> Data for this task
========================================

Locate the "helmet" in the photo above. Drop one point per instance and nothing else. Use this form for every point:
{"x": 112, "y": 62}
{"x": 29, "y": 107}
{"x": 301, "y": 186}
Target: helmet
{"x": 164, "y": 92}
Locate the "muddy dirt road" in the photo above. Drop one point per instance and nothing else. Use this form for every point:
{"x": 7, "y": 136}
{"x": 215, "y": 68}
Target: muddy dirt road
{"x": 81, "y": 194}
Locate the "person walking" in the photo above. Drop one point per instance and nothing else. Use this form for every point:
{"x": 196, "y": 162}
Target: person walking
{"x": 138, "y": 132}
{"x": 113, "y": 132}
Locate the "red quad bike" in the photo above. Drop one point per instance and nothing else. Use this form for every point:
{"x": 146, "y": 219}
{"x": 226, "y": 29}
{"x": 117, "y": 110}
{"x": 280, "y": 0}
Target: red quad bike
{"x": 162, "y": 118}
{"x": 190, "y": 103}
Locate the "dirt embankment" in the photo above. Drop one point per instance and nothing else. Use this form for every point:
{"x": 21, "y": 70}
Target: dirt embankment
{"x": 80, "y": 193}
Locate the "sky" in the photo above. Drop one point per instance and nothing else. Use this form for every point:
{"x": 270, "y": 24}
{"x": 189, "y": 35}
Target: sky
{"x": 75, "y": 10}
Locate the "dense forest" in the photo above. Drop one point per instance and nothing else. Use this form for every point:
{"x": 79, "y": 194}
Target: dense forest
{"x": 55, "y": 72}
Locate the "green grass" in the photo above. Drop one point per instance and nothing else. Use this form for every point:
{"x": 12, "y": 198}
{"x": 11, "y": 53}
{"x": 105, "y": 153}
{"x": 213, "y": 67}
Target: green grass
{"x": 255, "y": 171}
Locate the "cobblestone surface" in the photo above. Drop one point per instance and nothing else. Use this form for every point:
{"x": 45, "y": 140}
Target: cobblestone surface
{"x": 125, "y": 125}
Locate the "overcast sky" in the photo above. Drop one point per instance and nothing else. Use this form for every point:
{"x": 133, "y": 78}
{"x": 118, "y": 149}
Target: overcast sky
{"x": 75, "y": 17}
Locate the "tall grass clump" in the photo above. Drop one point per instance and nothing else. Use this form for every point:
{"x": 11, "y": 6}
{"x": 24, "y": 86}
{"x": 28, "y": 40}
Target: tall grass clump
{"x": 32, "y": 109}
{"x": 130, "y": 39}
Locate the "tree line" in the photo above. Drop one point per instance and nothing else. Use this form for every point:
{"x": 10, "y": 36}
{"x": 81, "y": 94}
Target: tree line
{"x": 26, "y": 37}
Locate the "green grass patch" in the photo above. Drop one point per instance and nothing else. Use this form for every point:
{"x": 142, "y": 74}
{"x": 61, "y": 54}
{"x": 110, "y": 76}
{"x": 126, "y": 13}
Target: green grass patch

========================================

> The problem
Show each line of the records above that contains the word "grass". Case must match.

> Output of the exercise
Locate the "green grass" in the photo above. Drop one point per instance and nothing else. Use this form for every point:
Target: green grass
Locate the "tall grass clump" in the photo above. Drop one point per instance and nothing else. Use this form for every point:
Target: tall grass clump
Locate the "green grass patch" in the photo above. Drop one point per instance and nothing else. Use this form for every point:
Target: green grass patch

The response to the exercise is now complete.